Revise the lines from the line with "the clothing rack." to the line with "[0,0,84,237]", putting "canopy" in place of "awning" and leaving everything else as it is.
━━━ Recorded information ━━━
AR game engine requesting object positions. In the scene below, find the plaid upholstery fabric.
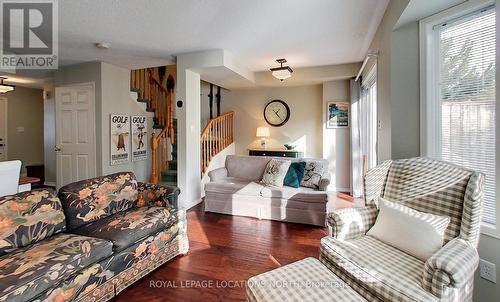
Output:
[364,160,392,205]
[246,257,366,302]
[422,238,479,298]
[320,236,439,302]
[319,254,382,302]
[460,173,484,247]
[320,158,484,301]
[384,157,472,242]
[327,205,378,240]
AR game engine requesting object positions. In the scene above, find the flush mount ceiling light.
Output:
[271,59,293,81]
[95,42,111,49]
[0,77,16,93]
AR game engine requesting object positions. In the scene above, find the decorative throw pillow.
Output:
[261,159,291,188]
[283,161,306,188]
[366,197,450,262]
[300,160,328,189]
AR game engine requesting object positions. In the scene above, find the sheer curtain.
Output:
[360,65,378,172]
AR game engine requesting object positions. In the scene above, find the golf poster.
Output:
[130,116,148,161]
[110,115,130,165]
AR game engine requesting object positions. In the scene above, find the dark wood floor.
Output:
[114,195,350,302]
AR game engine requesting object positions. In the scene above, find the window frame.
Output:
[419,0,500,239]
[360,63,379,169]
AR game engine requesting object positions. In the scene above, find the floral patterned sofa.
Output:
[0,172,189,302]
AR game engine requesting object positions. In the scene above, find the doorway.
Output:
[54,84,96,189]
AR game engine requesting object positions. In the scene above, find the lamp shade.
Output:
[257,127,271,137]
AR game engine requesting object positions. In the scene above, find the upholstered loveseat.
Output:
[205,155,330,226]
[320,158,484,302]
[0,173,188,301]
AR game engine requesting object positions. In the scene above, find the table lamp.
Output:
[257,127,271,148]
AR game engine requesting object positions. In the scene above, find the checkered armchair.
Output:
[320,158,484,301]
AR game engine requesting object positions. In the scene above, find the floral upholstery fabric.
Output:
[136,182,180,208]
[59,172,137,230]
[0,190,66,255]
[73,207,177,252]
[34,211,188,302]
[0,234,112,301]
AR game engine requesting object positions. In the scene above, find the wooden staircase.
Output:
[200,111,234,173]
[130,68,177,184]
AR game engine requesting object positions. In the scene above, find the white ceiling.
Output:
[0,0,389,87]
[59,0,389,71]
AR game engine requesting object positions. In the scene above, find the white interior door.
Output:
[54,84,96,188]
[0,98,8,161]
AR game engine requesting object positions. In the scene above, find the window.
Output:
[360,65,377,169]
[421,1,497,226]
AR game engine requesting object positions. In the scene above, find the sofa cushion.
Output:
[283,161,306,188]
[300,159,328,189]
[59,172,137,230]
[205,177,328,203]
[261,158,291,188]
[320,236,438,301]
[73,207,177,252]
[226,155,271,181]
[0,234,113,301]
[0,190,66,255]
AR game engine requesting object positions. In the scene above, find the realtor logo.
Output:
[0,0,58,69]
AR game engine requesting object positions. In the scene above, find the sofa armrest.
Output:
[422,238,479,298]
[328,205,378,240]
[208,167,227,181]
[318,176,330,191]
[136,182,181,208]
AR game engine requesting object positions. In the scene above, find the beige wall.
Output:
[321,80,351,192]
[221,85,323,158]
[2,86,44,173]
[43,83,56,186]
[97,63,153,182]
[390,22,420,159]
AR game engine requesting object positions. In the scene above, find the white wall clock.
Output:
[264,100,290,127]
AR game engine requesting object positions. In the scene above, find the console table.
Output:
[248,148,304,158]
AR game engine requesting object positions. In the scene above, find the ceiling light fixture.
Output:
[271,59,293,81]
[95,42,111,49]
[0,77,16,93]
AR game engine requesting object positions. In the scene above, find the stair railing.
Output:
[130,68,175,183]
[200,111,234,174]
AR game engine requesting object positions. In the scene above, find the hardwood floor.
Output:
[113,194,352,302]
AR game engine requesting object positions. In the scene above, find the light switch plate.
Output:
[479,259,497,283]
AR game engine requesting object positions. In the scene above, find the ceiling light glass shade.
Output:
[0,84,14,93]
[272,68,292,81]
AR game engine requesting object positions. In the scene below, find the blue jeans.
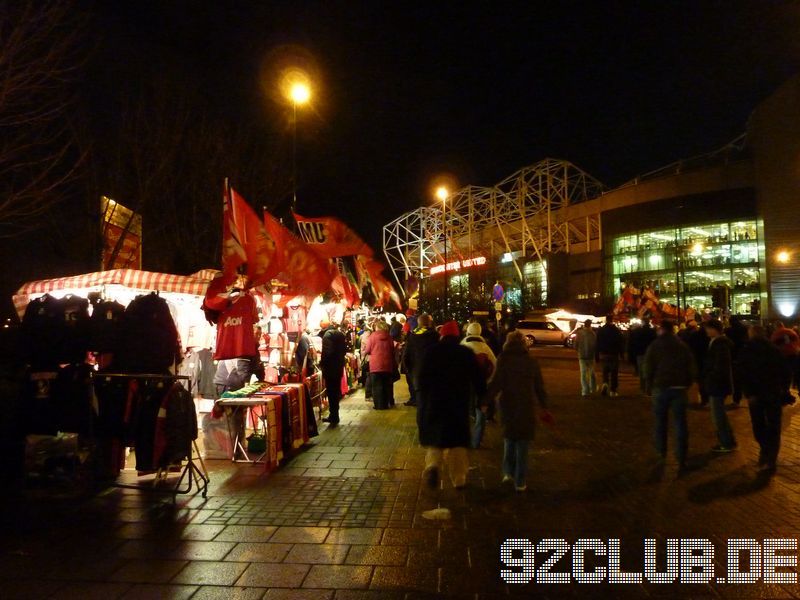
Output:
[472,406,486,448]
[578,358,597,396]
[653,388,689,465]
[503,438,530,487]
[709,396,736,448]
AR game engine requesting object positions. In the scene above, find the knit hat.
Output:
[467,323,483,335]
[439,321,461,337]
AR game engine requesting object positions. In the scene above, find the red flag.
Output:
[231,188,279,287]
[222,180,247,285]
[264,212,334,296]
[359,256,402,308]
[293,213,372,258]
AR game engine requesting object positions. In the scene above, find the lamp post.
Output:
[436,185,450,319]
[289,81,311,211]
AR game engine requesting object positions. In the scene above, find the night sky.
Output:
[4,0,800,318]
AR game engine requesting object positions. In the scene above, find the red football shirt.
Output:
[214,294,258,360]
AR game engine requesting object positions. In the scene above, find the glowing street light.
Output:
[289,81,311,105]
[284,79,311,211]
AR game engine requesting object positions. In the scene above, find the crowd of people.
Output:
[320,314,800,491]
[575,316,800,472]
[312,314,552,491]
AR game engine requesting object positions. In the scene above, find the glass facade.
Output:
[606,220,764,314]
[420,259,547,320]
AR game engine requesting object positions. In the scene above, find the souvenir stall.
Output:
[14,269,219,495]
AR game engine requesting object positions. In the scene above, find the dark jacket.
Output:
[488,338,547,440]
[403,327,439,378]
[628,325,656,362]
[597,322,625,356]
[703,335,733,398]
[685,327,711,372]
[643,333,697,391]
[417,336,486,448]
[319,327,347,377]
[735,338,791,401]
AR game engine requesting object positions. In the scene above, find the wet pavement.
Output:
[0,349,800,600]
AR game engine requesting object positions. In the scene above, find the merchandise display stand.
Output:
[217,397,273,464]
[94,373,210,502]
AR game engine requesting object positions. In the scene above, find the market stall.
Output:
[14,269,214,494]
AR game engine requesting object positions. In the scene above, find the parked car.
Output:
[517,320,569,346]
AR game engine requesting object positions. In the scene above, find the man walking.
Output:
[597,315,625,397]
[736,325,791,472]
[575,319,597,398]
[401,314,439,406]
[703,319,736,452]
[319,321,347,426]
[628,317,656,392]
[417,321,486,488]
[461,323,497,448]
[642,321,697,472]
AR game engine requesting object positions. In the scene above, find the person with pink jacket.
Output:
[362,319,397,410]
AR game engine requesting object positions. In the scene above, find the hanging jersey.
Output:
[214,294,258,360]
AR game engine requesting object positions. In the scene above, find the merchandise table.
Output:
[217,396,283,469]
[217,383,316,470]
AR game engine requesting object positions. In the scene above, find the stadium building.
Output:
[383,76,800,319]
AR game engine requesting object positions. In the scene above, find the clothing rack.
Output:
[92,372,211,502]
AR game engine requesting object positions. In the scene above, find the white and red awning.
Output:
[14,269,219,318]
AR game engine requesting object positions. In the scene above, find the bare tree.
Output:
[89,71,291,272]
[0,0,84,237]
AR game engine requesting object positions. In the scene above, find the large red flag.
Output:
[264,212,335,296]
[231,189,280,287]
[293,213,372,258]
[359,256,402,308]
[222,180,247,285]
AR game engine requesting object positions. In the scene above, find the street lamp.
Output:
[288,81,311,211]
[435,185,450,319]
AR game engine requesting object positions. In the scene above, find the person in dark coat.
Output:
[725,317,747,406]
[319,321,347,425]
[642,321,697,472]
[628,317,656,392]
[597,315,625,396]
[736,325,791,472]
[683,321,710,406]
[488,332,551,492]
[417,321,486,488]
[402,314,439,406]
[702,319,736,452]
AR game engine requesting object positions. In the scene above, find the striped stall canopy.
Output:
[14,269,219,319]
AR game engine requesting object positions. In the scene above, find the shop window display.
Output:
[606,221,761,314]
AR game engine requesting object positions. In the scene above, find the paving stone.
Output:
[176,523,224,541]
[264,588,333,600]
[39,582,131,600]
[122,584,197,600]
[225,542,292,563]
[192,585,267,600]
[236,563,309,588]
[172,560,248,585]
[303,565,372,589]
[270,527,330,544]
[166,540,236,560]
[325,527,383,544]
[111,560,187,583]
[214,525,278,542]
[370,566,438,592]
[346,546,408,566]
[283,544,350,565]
━━━
• **Output**:
AR game engine requesting object positions. In the scene above, find the clothing rack.
Output:
[92,372,211,502]
AR game engine requesting object positions. In the scene above, find the white and red canopy.
Output:
[14,269,219,318]
AR game engine requesting object positions. In the scene above, find the bare tree.
Output:
[89,71,291,272]
[0,0,84,237]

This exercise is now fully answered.